▶ _Exercise text_
##########
Understanding the United Nations Convention on Contracts for the International Sale of Goods

Background on the CISG

The United Nations Convention on Contracts for the International Sale of Goods (“CISG”) is an international treaty that governs most sales of goods between a buyer and seller that reside in different countries, if those countries have adopted the CISG. It has been adopted in the US and more than 70 other countries. In fact, signatory countries account for more than two-thirds of all goods moving in international trade and encompass a majority of the world’s population. Significant trading partners that have adopted the treaty include Mexico, China, Japan, South Korea, Singapore, most of Western Europe (excluding Great Britain) and Canada.

In the United States, the sale of goods between businesses is generally governed by state-adopted versions of Article 2 of the Uniform Commercial Code (“UCC”). When contracting parties in the U.S. agree to terms, the UCC serves as a backdrop, filling certain gaps that the parties may have failed to address, establishing certain standards on warranties and disclaimers, etc. The CISG performs a similar role in an international transaction, but differs from the UCC in important ways. Set forth below is a brief summary of some of the key aspects of the CISG, as well as differences between the UCC and the CISG.
##########
▶ _Activities_
• 1. According to the CISG overview, what generally governs the sale of goods between businesses in the United States?
• 2. Return the passage of the CISG overview that opens with the words containing "Understanding the United" and closes with "Britain) and Canada.", copied word for word.
The dataset entries are separate material from the CISG overview.

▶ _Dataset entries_
##########
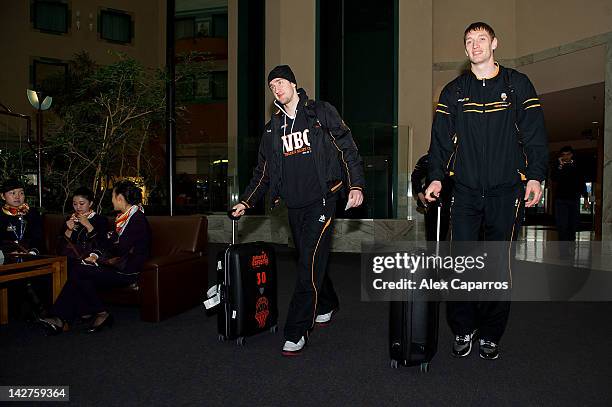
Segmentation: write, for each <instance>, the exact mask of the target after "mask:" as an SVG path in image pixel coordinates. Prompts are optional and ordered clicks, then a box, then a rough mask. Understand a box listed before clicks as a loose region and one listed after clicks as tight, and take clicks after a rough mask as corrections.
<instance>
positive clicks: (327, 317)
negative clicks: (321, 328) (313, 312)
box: [315, 309, 336, 324]
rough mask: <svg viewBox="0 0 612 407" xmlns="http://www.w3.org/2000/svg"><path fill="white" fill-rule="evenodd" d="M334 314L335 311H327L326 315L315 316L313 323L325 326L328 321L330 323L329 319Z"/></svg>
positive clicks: (331, 316) (329, 318)
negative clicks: (326, 313) (328, 311)
mask: <svg viewBox="0 0 612 407" xmlns="http://www.w3.org/2000/svg"><path fill="white" fill-rule="evenodd" d="M335 312H336V310H335V309H333V310H331V311H329V312H328V313H327V314H319V315H317V317H316V318H315V322H316V323H317V324H327V323H329V321H331V317H332V315H333V314H334V313H335Z"/></svg>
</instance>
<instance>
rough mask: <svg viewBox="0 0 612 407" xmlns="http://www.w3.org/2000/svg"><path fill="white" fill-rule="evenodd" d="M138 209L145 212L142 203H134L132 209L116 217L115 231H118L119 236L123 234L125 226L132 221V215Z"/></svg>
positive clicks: (134, 213)
mask: <svg viewBox="0 0 612 407" xmlns="http://www.w3.org/2000/svg"><path fill="white" fill-rule="evenodd" d="M136 211H140V212H142V213H144V209H143V208H142V205H140V204H138V205H132V206H131V207H130V209H128V210H127V211H125V212H123V213H120V214H119V215H117V217H116V218H115V231H116V232H117V234H118V235H119V236H121V234H122V233H123V231H124V230H125V227H126V226H127V224H128V222H129V221H130V218H131V217H132V215H133V214H135V213H136Z"/></svg>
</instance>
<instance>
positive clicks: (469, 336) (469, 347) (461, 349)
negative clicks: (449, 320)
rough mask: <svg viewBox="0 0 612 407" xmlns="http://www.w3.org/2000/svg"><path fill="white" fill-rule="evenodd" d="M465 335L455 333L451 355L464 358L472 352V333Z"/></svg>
mask: <svg viewBox="0 0 612 407" xmlns="http://www.w3.org/2000/svg"><path fill="white" fill-rule="evenodd" d="M475 332H476V331H474V332H472V333H471V334H466V335H455V342H453V351H452V355H453V356H454V357H456V358H464V357H466V356H467V355H469V354H470V352H472V340H473V339H474V333H475Z"/></svg>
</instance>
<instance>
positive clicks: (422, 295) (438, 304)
mask: <svg viewBox="0 0 612 407" xmlns="http://www.w3.org/2000/svg"><path fill="white" fill-rule="evenodd" d="M440 216H441V208H440V206H439V205H438V220H437V234H436V235H437V239H436V240H437V242H440ZM437 252H438V244H436V254H437ZM428 277H432V278H435V277H436V276H435V271H433V275H431V276H428ZM406 296H407V298H406V301H391V302H390V312H389V345H390V346H389V353H390V356H391V367H392V368H397V366H398V365H399V364H402V365H404V366H420V368H421V372H428V371H429V364H430V362H431V360H432V359H433V357H434V356H435V354H436V352H437V351H438V323H439V319H440V310H439V301H438V298H435V296H434V295H431V294H428V293H427V292H426V291H425V292H423V291H422V290H407V293H406ZM417 296H422V297H420V298H419V297H417ZM425 296H427V297H425ZM428 297H431V298H428Z"/></svg>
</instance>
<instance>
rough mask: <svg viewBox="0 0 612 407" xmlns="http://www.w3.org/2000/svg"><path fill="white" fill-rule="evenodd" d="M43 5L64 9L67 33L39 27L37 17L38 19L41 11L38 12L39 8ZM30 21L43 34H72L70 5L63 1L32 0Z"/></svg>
mask: <svg viewBox="0 0 612 407" xmlns="http://www.w3.org/2000/svg"><path fill="white" fill-rule="evenodd" d="M41 4H50V5H55V6H59V7H61V8H62V9H63V11H64V14H65V18H66V20H65V22H66V24H65V31H57V30H53V29H49V28H44V27H39V26H37V22H38V18H37V17H38V13H39V12H40V10H38V6H39V5H41ZM30 19H31V22H32V28H34V29H35V30H37V31H39V32H41V33H45V34H55V35H62V34H68V33H69V32H70V23H71V13H70V7H68V3H66V2H64V1H62V0H32V1H31V2H30Z"/></svg>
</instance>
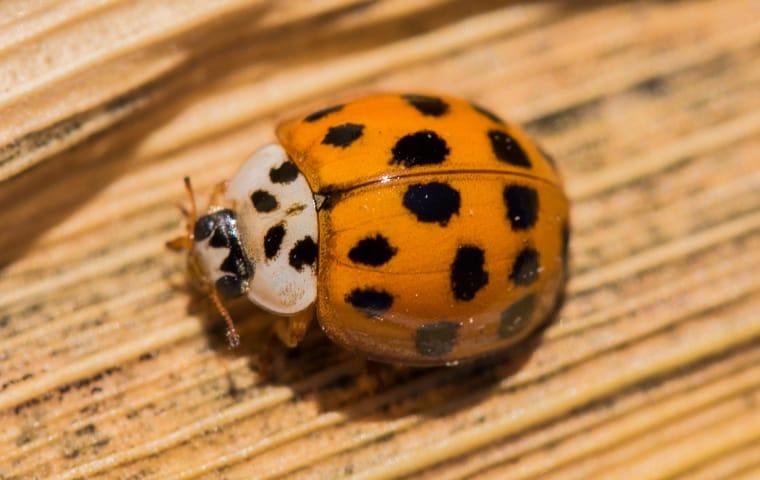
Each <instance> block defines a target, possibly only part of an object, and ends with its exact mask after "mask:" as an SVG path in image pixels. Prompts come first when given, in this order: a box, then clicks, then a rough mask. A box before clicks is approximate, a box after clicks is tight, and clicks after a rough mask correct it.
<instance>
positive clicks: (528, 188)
mask: <svg viewBox="0 0 760 480" xmlns="http://www.w3.org/2000/svg"><path fill="white" fill-rule="evenodd" d="M503 196H504V205H506V207H507V218H508V219H509V223H510V224H511V225H512V230H527V229H529V228H531V227H533V225H535V224H536V219H537V218H538V192H537V191H536V190H535V189H534V188H531V187H526V186H523V185H507V186H506V187H505V188H504V193H503Z"/></svg>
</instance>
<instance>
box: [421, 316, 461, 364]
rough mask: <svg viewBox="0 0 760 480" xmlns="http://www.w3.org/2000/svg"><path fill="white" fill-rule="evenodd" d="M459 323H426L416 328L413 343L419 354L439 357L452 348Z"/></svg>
mask: <svg viewBox="0 0 760 480" xmlns="http://www.w3.org/2000/svg"><path fill="white" fill-rule="evenodd" d="M458 330H459V325H458V324H456V323H454V322H446V321H443V322H436V323H428V324H426V325H423V326H421V327H420V328H418V329H417V332H416V333H415V335H414V345H415V347H416V348H417V351H418V352H419V353H420V355H423V356H425V357H440V356H441V355H446V354H447V353H449V352H451V350H453V349H454V343H456V339H457V331H458Z"/></svg>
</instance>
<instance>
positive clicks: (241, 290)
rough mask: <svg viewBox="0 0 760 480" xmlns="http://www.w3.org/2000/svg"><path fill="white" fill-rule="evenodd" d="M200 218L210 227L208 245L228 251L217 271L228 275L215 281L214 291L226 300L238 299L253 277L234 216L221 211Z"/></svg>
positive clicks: (219, 210)
mask: <svg viewBox="0 0 760 480" xmlns="http://www.w3.org/2000/svg"><path fill="white" fill-rule="evenodd" d="M202 218H205V219H206V220H204V225H206V226H209V225H211V228H212V230H213V232H212V233H211V235H210V236H211V239H210V240H209V245H210V246H211V247H214V248H227V249H229V252H228V254H227V256H226V257H225V258H224V260H223V261H222V263H221V265H219V269H220V270H221V271H223V272H225V273H228V274H229V275H223V276H222V277H220V278H218V279H217V280H216V282H215V286H216V289H217V290H218V291H219V293H220V294H221V295H222V296H224V297H226V298H234V297H239V296H240V295H242V294H243V293H245V291H246V289H247V285H248V280H249V279H250V278H251V276H252V275H253V266H252V265H251V264H250V262H249V261H248V257H246V255H245V253H244V252H243V248H242V246H241V245H240V238H239V235H238V230H237V221H236V220H235V214H234V212H233V211H232V210H229V209H223V210H219V211H216V212H214V213H211V214H209V215H206V216H205V217H202ZM204 228H205V227H204Z"/></svg>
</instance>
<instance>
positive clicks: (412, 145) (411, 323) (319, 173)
mask: <svg viewBox="0 0 760 480" xmlns="http://www.w3.org/2000/svg"><path fill="white" fill-rule="evenodd" d="M277 135H278V137H279V139H280V141H281V142H282V145H283V147H284V148H285V149H286V150H287V152H288V154H289V156H290V158H292V160H293V162H294V163H295V164H296V165H297V166H298V168H299V170H300V171H301V172H302V173H303V175H304V176H305V178H306V180H307V182H308V183H309V186H310V188H311V189H312V191H313V192H315V193H316V195H317V197H316V198H317V201H318V203H317V205H318V207H319V208H320V211H319V238H320V255H319V267H318V285H317V289H318V294H317V312H318V317H319V321H320V323H321V325H322V327H323V329H324V330H325V331H326V332H327V334H328V335H329V336H330V337H332V338H333V340H335V341H336V342H337V343H340V344H342V345H344V346H345V347H347V348H349V349H352V350H355V351H359V352H362V353H364V354H366V355H367V356H369V357H371V358H374V359H376V360H381V361H386V362H393V363H402V364H408V365H440V364H445V363H448V362H453V361H458V360H462V359H467V358H472V357H477V356H480V355H483V354H485V353H489V352H492V351H495V350H499V349H502V348H505V347H507V346H509V345H511V344H513V343H515V342H517V341H518V340H520V339H522V338H524V337H525V336H527V335H528V334H529V333H530V332H531V331H533V330H535V328H536V326H537V325H538V324H540V323H541V322H542V321H543V319H545V317H546V315H547V313H548V312H549V311H550V310H551V308H552V307H553V305H554V302H555V299H556V298H557V292H558V289H559V288H560V284H561V281H562V279H563V277H564V252H565V250H566V247H565V246H564V245H566V243H567V231H568V226H567V221H568V206H567V201H566V199H565V196H564V194H563V192H562V187H561V180H560V178H559V176H558V174H557V172H556V170H555V169H554V166H553V164H552V163H551V159H550V157H548V156H547V155H546V154H545V153H543V152H542V151H541V150H540V149H539V147H538V146H537V145H536V144H535V143H533V142H532V141H530V139H529V138H528V136H527V135H526V134H525V133H524V132H523V131H522V130H521V129H520V128H519V127H517V126H516V125H514V124H511V123H507V122H504V121H503V120H502V119H500V118H499V117H498V116H496V115H495V114H493V113H491V112H489V111H487V110H485V109H483V108H481V107H479V106H477V105H474V104H472V103H469V102H466V101H464V100H461V99H457V98H453V97H449V96H432V95H418V94H385V95H371V96H367V97H364V98H360V99H357V100H354V101H352V102H349V103H346V104H339V105H334V106H332V107H328V108H324V109H322V110H319V111H316V112H313V113H311V114H309V115H306V116H305V117H302V118H298V119H294V120H291V121H289V122H285V123H283V124H282V125H281V126H280V127H279V128H278V130H277Z"/></svg>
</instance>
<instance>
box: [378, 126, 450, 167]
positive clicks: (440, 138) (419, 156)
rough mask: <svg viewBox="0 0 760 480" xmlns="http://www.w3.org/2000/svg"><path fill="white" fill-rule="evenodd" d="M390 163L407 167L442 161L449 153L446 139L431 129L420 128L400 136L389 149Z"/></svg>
mask: <svg viewBox="0 0 760 480" xmlns="http://www.w3.org/2000/svg"><path fill="white" fill-rule="evenodd" d="M391 153H393V158H392V159H391V161H390V163H391V164H396V165H404V166H405V167H407V168H411V167H416V166H419V165H436V164H439V163H443V162H444V161H445V160H446V157H447V156H448V154H449V147H448V145H446V141H445V140H444V139H442V138H441V137H439V136H438V134H436V133H435V132H433V131H430V130H421V131H419V132H416V133H412V134H410V135H406V136H404V137H401V139H400V140H399V141H398V142H396V145H395V146H394V147H393V149H392V150H391Z"/></svg>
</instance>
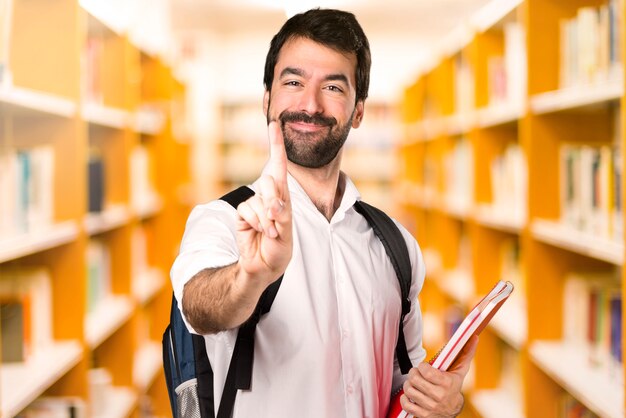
##########
▶ _List of answers_
• 1. State-adopted versions of Article 2 of the Uniform Commercial Code generally govern it.

• 2.
Understanding the United Nations Convention on Contracts for the International Sale of Goods

Background on the CISG

The United Nations Convention on Contracts for the International Sale of Goods (“CISG”) is an international treaty that governs most sales of goods between a buyer and seller that reside in different countries, if those countries have adopted the CISG. It has been adopted in the US and more than 70 other countries. In fact, signatory countries account for more than two-thirds of all goods moving in international trade and encompass a majority of the world’s population. Significant trading partners that have adopted the treaty include Mexico, China, Japan, South Korea, Singapore, most of Western Europe (excluding Great Britain) and Canada.